Trust Across America (TAA) receives frequent inquiries from the financial media. Here’s how the conversation usually goes.

TAA: Hello TAA. How can I help you?

Media: Hi! This is Debbie Downer from major financial news network. We understand that TAA ranks public companies according to their trustworthiness. Is that correct?

TAA: Yes we maintain a database of approximately 2500 public companies and our FACTS® Algorithm can measure the major drivers of trustworthy business behavior. We can even show you how each company ranks according to its market cap, industry and sector peers.

Media: Great. Can we get a list of the lowest ranked companies?

TAA: Just to clarify. You want a list of the least trustworthy companies?

Media: Yes

TAA: Sorry but TAA’s mission is to highlight the good guys. How about if we give you some examples of companies doing good and doing well at the same time?

Media: Good guys? No thanks. The public is not interested. Only bad news sells.

Click.

Jonathan Low at www.lowdownblog.com recently wrote about the disappearance of the small investor, and with the help of Barry Ritholtz www.ritholtz.com/blog/ listed 10 reasons why. I propose #11.

#11 The financial media industry is obsessed with bad news and scandals of the day. How will confidence in the financial markets ever be restored if this cycle continues? Jonathan and Barry, it’s really not a matter of poor returns. There are great companies who are meeting the needs of all their stakeholders including their shareholders.
———
_Problem statement_: Quote the Trust Across America piece above in full, word for word and without changes.
———
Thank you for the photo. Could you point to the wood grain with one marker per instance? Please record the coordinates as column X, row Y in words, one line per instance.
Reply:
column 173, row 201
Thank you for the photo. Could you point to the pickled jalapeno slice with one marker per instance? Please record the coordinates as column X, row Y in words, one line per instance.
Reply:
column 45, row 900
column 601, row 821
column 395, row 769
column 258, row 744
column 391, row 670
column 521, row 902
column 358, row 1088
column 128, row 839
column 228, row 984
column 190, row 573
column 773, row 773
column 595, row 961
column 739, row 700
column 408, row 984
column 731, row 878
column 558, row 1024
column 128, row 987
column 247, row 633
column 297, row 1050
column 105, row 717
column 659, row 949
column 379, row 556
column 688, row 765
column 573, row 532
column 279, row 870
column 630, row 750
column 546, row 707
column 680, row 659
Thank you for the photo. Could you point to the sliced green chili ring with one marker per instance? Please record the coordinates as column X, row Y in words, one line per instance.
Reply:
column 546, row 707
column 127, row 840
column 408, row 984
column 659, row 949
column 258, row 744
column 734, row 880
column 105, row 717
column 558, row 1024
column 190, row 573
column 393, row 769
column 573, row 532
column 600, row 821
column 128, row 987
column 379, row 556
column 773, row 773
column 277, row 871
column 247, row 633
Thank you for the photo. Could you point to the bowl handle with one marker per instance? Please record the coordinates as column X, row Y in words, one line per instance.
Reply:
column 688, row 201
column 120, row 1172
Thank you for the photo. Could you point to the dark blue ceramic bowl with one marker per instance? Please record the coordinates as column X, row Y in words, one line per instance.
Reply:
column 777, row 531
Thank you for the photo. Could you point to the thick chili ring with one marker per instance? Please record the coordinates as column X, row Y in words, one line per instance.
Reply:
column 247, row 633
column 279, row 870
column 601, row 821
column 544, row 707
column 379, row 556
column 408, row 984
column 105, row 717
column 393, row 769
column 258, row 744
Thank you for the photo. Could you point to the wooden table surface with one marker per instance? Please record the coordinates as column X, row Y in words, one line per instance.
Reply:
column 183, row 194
———
_Written response_:
Trust Across America (TAA) receives frequent inquiries from the financial media. Here’s how the conversation usually goes.

TAA: Hello TAA. How can I help you?

Media: Hi! This is Debbie Downer from major financial news network. We understand that TAA ranks public companies according to their trustworthiness. Is that correct?

TAA: Yes we maintain a database of approximately 2500 public companies and our FACTS® Algorithm can measure the major drivers of trustworthy business behavior. We can even show you how each company ranks according to its market cap, industry and sector peers.

Media: Great. Can we get a list of the lowest ranked companies?

TAA: Just to clarify. You want a list of the least trustworthy companies?

Media: Yes

TAA: Sorry but TAA’s mission is to highlight the good guys. How about if we give you some examples of companies doing good and doing well at the same time?

Media: Good guys? No thanks. The public is not interested. Only bad news sells.

Click.

Jonathan Low at www.lowdownblog.com recently wrote about the disappearance of the small investor, and with the help of Barry Ritholtz www.ritholtz.com/blog/ listed 10 reasons why. I propose #11.

#11 The financial media industry is obsessed with bad news and scandals of the day. How will confidence in the financial markets ever be restored if this cycle continues? Jonathan and Barry, it’s really not a matter of poor returns. There are great companies who are meeting the needs of all their stakeholders including their shareholders.